**WORK TO BE COMPLETED**
In the material below, the lines containing the word "illuminated" are required; copy each of them.

**SUPPLIED RECORDS**

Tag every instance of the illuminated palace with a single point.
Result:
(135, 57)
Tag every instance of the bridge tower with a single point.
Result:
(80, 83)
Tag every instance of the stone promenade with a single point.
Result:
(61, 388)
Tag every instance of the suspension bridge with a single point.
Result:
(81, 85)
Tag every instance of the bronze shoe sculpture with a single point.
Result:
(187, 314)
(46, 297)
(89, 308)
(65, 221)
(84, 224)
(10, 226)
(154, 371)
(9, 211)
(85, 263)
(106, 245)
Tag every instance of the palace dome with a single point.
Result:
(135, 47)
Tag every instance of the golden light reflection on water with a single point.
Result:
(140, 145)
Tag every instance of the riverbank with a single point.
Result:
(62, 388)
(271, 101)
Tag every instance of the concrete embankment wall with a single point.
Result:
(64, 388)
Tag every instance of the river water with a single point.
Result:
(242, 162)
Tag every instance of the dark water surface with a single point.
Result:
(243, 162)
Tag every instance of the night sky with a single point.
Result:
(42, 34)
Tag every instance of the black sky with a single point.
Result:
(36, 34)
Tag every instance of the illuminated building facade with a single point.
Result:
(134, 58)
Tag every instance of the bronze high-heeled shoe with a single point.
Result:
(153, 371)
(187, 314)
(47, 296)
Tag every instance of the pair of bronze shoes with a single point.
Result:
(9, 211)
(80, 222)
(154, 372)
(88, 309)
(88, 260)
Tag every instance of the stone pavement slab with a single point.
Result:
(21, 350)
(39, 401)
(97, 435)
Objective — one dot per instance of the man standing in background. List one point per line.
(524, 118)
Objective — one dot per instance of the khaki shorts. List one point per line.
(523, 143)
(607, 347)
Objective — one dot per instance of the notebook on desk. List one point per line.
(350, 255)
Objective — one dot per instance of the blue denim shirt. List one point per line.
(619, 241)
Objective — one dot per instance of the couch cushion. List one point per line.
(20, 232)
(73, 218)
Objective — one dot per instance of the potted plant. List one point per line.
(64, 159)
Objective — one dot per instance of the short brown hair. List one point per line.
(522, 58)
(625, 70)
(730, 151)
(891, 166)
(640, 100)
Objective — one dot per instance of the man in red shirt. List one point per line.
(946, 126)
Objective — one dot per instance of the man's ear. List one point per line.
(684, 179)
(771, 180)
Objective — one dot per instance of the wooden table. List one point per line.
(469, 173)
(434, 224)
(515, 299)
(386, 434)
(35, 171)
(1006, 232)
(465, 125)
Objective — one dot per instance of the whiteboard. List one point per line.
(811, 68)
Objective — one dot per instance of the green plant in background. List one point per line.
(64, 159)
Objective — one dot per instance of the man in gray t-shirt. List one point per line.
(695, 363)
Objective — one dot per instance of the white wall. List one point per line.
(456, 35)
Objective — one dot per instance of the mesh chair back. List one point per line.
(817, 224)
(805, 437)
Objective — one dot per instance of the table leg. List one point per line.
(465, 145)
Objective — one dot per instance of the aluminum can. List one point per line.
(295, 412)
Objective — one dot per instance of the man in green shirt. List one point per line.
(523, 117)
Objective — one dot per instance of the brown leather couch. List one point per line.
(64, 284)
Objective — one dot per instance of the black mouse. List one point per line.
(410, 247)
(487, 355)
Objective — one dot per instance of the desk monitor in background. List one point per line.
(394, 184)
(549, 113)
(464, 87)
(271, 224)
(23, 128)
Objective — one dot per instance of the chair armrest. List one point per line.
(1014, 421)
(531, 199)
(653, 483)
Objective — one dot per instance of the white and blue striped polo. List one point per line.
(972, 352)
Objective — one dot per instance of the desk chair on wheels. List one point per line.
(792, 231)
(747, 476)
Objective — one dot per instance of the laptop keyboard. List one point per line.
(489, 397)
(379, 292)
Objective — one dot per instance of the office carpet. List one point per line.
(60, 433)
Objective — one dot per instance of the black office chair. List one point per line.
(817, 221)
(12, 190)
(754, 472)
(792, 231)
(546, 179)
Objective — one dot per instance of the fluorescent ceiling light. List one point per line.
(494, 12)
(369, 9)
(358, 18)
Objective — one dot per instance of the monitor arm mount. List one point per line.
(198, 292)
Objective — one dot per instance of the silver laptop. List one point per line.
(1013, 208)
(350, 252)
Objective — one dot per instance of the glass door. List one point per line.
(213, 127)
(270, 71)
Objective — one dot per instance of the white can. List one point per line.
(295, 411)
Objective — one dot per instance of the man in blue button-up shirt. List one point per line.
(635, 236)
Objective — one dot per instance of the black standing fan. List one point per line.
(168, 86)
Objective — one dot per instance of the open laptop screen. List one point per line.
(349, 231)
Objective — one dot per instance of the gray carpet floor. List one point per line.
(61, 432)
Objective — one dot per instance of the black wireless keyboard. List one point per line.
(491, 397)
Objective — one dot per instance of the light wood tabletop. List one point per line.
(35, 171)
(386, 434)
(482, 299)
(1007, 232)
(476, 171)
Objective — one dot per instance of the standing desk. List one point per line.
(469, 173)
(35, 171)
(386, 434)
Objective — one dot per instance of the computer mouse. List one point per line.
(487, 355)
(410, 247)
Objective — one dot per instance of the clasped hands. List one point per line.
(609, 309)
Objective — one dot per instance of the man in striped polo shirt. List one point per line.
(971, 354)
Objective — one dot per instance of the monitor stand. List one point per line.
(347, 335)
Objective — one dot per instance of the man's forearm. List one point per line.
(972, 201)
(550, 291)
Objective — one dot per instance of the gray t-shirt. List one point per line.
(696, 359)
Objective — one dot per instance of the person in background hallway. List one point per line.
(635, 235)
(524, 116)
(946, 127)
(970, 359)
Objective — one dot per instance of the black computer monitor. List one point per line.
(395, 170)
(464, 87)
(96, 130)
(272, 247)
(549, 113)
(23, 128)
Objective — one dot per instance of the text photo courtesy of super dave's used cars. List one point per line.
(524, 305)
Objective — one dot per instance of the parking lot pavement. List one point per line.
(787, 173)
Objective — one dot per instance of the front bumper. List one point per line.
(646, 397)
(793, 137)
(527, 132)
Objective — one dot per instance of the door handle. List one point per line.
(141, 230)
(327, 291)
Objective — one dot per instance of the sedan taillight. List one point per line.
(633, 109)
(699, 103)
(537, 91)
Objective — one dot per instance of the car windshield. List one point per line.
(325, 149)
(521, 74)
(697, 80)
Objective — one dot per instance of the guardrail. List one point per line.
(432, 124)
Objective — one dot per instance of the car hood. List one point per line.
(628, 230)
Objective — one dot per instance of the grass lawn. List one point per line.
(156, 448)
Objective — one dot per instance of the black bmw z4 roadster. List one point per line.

**TASK SOLUTION**
Tag every instance of the illuminated palace with a single point.
Tag every instance of the illuminated building facade with a single point.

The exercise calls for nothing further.